> Ejercicio propuesto 1
Reproduce todas las líneas de los registros, con sus solicitudes, pero multiplica por 1,9 cada coordenada de las respuestas y redondea el resultado al entero más próximo (las mitades, hacia arriba).

> Texto proporcionado

******************************

La interpretación más difundida de los referendos en términos politológicos los presenta como un supuesto caso de escisión entre representantes y representados, de alejamiento entre el pueblo y sus gobernantes. Se constata de este modo que si la Constitución Europea se hubiera votado en los parlamentos respectivos hubiera sido mayoritariamente aprobada, en tanto que la voluntad popular la ha rechazado. Ahí está la escisión, se nos dice. Diagnóstico que se corrobora con una etiología: Europa es un proyecto construido por unas élites alejadas de los ciudadanos, un proyecto demasiado funcionalista y económico como para despertar el necesario apoyo del pueblo.

Nuestras élites políticas europeas no están a la altura de los requerimientos del tiempo presente en Europa

Creo que el problema, así planteado, es un falso problema: la escisión entre el pueblo y sus gobernantes es consustancial a la democracia liberal desde su mismo diseño histórico. El sistema representativo está pensado, precisamente, para permitir un gobierno efectivo de los representantes sin la influencia constante y perturbadora del "pueblo". Este es el gran invento que hizo posible la democracia en la modernidad: apartar al pueblo de la toma de decisiones gracias al filtro de la representación. Una representación que está blindada frente a los cambiantes humores de los ciudadanos (inestables, incompetentes, proteicos) mediante diversos expedientes: prohibición de mandatos imperativos, exclusión de la revocabilidad del electo, etc. El representante democrático debe ser accesible a la voluntad popular, pero también responsable de sus decisiones. Y cuanto más responsable le queramos, menos accesible debe ser. El control democrático de los gobernantes se encuentra en la posibilidad de su revocación y sustitución ex post (en las elecciones), pero pretender que ese control y adecuación de voluntades se efectúe cuasi cotidianamente mediante técnicas plebiscitarias actúa en contra del sistema mismo. ¿O no denuncian continuamente nuestros científicos sociales el gobierno a golpe de encuestas como una de las más preocupantes perversiones de la democracia actual, precisamente porque arrasa con la posibilidad misma de gobernantes responsables, que quedan sustituidos por políticos pendientes del humor del ciudadano?

******************************

> Datos de trabajo

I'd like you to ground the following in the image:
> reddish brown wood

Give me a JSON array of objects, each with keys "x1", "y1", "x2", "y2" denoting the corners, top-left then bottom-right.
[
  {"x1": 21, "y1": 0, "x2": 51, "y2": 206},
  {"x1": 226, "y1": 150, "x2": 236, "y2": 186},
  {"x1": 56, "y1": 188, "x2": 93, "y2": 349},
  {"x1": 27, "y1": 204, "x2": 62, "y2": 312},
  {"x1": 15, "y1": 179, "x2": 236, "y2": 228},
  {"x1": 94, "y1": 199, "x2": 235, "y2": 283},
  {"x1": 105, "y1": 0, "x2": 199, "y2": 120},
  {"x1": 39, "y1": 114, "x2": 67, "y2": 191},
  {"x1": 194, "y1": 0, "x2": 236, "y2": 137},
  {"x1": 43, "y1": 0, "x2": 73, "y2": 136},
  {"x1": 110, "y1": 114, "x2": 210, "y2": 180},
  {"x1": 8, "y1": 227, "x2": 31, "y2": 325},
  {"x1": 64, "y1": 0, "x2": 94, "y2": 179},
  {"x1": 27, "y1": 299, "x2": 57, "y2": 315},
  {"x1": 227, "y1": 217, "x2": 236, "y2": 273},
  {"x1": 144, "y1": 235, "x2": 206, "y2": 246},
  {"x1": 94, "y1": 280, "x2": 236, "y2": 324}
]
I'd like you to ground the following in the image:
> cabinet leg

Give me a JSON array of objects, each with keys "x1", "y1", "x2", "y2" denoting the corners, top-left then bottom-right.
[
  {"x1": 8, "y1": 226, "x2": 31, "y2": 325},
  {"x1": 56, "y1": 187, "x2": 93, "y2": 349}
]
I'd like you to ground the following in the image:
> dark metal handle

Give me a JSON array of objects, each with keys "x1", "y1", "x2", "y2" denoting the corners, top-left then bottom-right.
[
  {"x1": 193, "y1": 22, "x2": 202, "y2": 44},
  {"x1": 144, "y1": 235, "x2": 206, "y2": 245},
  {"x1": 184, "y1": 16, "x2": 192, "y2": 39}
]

******************************

> Ejercicio propuesto 2
Traduce al inglés esta oración del texto sobre la democracia representativa: «El representante democrático debe ser accesible a la voluntad popular, pero también responsable de sus decisiones.»

> Respuesta final 1
I'd like you to ground the following in the image:
> reddish brown wood

Give me a JSON array of objects, each with keys "x1", "y1", "x2", "y2" denoting the corners, top-left then bottom-right.
[
  {"x1": 40, "y1": 0, "x2": 97, "y2": 391},
  {"x1": 429, "y1": 285, "x2": 448, "y2": 353},
  {"x1": 106, "y1": 357, "x2": 177, "y2": 663},
  {"x1": 51, "y1": 388, "x2": 118, "y2": 593},
  {"x1": 29, "y1": 340, "x2": 448, "y2": 433},
  {"x1": 179, "y1": 378, "x2": 447, "y2": 538},
  {"x1": 200, "y1": 0, "x2": 378, "y2": 228},
  {"x1": 74, "y1": 217, "x2": 127, "y2": 363},
  {"x1": 369, "y1": 0, "x2": 448, "y2": 260},
  {"x1": 82, "y1": 0, "x2": 139, "y2": 258},
  {"x1": 209, "y1": 217, "x2": 399, "y2": 342},
  {"x1": 15, "y1": 431, "x2": 59, "y2": 618},
  {"x1": 122, "y1": 0, "x2": 179, "y2": 340},
  {"x1": 51, "y1": 568, "x2": 108, "y2": 599},
  {"x1": 431, "y1": 412, "x2": 448, "y2": 519},
  {"x1": 274, "y1": 447, "x2": 391, "y2": 467},
  {"x1": 179, "y1": 532, "x2": 448, "y2": 616}
]
I'd like you to ground the following in the image:
> cabinet leg

Give me a JSON array of objects, each with keys "x1", "y1", "x2", "y2" denoting the corners, top-left then bottom-right.
[
  {"x1": 15, "y1": 429, "x2": 59, "y2": 618},
  {"x1": 106, "y1": 355, "x2": 177, "y2": 663}
]
I'd like you to ground the following in the image:
> dark metal handle

Give me a JSON array of objects, each with keys "x1", "y1", "x2", "y2" denoting the corners, top-left then bottom-right.
[
  {"x1": 367, "y1": 42, "x2": 384, "y2": 84},
  {"x1": 274, "y1": 447, "x2": 391, "y2": 466},
  {"x1": 350, "y1": 30, "x2": 365, "y2": 74}
]

> Respuesta final 2
The democratic representative must be accessible to the popular will, but also accountable for his or her decisions.